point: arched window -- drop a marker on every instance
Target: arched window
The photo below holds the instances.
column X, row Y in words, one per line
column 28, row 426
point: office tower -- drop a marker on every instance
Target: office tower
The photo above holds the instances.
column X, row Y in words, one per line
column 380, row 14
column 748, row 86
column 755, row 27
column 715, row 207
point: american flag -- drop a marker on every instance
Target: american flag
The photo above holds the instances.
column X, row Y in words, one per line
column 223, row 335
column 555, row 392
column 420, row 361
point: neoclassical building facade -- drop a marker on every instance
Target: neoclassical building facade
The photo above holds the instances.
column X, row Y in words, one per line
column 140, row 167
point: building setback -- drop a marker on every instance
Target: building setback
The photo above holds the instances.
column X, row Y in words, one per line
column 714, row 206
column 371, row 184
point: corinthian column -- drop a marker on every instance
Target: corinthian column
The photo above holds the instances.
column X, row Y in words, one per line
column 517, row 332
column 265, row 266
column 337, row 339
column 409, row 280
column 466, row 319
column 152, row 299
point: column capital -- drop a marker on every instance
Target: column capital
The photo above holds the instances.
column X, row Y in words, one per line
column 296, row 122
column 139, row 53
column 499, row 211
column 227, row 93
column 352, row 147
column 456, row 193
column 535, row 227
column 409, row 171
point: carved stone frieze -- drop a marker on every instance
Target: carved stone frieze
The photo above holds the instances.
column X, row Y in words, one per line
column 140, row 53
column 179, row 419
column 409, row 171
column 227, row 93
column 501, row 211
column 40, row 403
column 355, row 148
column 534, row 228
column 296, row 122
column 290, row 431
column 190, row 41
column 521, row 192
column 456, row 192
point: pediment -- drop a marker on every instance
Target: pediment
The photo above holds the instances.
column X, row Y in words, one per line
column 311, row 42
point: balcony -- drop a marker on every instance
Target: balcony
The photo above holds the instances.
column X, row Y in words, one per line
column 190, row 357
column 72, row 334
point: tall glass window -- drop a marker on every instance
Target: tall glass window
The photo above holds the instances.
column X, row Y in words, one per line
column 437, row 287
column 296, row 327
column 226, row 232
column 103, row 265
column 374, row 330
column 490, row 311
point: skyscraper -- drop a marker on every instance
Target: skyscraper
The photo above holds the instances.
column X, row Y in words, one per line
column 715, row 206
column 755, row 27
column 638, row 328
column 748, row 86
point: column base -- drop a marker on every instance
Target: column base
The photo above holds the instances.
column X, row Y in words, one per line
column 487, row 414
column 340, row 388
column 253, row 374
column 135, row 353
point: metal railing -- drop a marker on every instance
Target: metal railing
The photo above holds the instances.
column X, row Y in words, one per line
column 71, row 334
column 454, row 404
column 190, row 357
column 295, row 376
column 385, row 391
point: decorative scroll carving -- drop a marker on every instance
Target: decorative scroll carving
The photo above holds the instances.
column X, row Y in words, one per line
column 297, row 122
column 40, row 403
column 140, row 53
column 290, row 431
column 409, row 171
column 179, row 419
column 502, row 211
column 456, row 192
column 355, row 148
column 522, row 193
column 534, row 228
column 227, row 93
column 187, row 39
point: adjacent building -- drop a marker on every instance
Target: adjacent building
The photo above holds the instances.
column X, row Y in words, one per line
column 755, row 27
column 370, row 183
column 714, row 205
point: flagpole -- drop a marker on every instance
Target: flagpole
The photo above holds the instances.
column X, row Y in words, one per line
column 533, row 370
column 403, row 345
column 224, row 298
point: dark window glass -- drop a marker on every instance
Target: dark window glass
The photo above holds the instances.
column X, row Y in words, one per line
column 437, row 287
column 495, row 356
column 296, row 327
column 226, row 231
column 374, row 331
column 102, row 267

▶ **Set task**:
Please pull out, unchanged, the stretch of the entries that opens with the line containing "point: neoclassical building" and closes with the line containing "column 371, row 184", both of those lines included.

▶ **Solution to this problem**:
point: neoclassical building facade -- drop a marker on every instance
Target: neoclassical building facade
The photo above holds the instances.
column X, row Y in words, one per line
column 140, row 167
point: building setback -- drop a marker on every instance
Target: building setback
The photo above holds the instances.
column X, row Y in words, one per line
column 714, row 206
column 371, row 184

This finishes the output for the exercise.